AVAILABLE RECORDS section start

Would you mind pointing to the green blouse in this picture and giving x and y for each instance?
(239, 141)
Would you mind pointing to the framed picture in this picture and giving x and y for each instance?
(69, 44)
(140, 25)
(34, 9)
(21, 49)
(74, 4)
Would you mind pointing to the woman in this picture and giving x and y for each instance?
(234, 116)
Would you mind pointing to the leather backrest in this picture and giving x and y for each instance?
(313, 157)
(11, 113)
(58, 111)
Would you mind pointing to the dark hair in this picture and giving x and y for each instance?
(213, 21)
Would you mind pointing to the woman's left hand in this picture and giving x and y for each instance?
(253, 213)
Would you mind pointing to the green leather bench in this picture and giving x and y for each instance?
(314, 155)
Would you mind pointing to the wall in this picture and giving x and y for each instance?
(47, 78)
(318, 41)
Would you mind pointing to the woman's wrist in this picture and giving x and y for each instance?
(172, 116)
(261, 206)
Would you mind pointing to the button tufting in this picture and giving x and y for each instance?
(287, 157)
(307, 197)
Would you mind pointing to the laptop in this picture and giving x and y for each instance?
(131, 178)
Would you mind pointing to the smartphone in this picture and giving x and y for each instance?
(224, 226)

AVAILABLE RECORDS section end

* [TASK ITEM]: Working down from the line that contains "Would you mind pointing to the woman's left", retype each line exactly through the last line of the data, and give nothing else.

* [EXERCISE RESPONSE]:
Would you mind pointing to the woman's left hand in this picture and giving x and y for each instance?
(253, 213)
Would you mind pointing to the green leather bench in this picture and giving x and y for each instance?
(314, 155)
Would you mind pointing to the wall in this picture and giving x and y for each instance?
(47, 78)
(318, 41)
Would you mind pointing to the woman's wrist in this picture and giving x and y for each instance?
(172, 116)
(261, 206)
Would you mind pointing to the button tufting in this picture and giving x and y for each instance?
(287, 157)
(307, 197)
Would you mind pointing to the laptop in this picture and giving x and y for each instance?
(131, 178)
Would you mind pointing to the smartphone in this picture and giving x and y for each instance?
(224, 226)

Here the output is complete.